§ WORK REQUIRED
The answer should contain all of the records below, each one copied word for word.

§ RECORDS SUPPLIED
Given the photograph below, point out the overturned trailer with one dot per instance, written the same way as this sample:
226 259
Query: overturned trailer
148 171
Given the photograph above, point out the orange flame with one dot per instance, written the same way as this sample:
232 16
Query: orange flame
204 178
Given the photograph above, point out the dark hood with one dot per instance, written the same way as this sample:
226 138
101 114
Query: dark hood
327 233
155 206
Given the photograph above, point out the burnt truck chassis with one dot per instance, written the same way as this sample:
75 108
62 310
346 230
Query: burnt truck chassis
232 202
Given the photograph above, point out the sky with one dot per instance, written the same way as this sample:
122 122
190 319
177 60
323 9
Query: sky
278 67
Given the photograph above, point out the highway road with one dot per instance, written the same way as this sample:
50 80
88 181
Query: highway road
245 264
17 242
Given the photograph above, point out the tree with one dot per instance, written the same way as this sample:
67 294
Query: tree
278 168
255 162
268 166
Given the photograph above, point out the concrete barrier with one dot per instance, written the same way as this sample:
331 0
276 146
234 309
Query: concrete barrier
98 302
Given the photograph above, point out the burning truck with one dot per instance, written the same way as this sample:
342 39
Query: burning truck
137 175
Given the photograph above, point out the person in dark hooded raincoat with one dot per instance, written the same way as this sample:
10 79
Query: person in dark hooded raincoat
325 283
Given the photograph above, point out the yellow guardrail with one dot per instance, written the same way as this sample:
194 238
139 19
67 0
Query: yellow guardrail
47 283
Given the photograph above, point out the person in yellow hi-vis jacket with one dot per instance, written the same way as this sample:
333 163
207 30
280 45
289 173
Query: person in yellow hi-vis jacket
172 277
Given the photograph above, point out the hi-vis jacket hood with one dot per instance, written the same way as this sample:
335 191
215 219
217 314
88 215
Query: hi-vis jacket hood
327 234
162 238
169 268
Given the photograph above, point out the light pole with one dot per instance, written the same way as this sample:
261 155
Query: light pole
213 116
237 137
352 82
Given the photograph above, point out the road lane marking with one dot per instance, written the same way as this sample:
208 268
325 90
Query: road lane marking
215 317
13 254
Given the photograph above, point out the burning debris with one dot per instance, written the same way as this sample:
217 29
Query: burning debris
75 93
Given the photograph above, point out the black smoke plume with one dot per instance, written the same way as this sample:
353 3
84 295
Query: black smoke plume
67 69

§ EXPECTED OUTPUT
Given the photograph below, point out the overturned trailer with one dot per instance, written the same way as this sample:
226 259
Query: overturned trailer
148 171
Given the photograph above, point out the orange flame with one dot per instance, written the same way as this sample:
232 16
Query: orange flame
204 178
Given the photograph above, point out the dark hood with one dot per instance, written the same way as this sample:
226 138
101 114
Query: dark hood
327 233
155 206
Given the photograph above, point out the burnt truck chassis with one dot per instance, written the same way as this sample:
75 108
62 310
346 230
Query: burnt truck chassis
232 202
Given the photograph above, point out the sky with one dot per instance, written the same way as this sample:
122 122
190 319
177 60
323 9
Query: sky
278 67
Given the photograph above, point out the highway road with one dot per instance, written the same way as this sample:
50 80
88 181
Query: highway road
245 264
17 242
Given the photograph above, point out the tree with one dot per instance, written the same way as this sample:
67 294
Query: tree
278 168
255 162
268 166
Given the photograph above, point out the concrete barrier with one dot per instance, written the same way as this sample:
331 0
276 146
234 309
Query: concrete barrier
98 302
Given the photograph above, point out the burning truck with one dot per instance, written the same way as this sample:
342 39
Query: burning truck
137 175
Given the photograph above, point out the person in dark hooded raincoat with one dot per instance, written the same way as this sample:
10 79
Query: person in dark hooded raincoat
325 283
Given the photograph above, point out the yellow guardrail with one dot per instance, written the same way as this sample:
194 238
139 19
67 0
Query: yellow guardrail
47 283
Given the photograph above, point out the person in yellow hi-vis jacket with one dot per instance, written the same way as this sample:
333 163
207 30
280 45
289 173
Query: person in yellow hi-vis jacket
172 277
Given the photograph above, point out the hi-vis jacket hood with one dot per instance, written the same way as this sample:
335 191
215 219
217 314
88 215
Query: hi-vis jacket hood
327 234
162 238
169 268
Given the photograph above, point out the light pole with one dot per instance, written the same way as this sample:
261 155
Query: light pole
213 116
237 137
352 82
Given the photograph above, point out the road lane marking with one dot per instance, written the same way as this sample:
208 268
325 90
Query: road lane marking
215 317
13 254
Given the photograph above, point out the burning debris with one dot per instance, written the same way as this sample:
217 29
Query: burning debris
75 93
Given the photograph above, point out the black smoke plume with one dot per instance, written the same way as this sample:
353 3
84 295
Query: black smoke plume
67 69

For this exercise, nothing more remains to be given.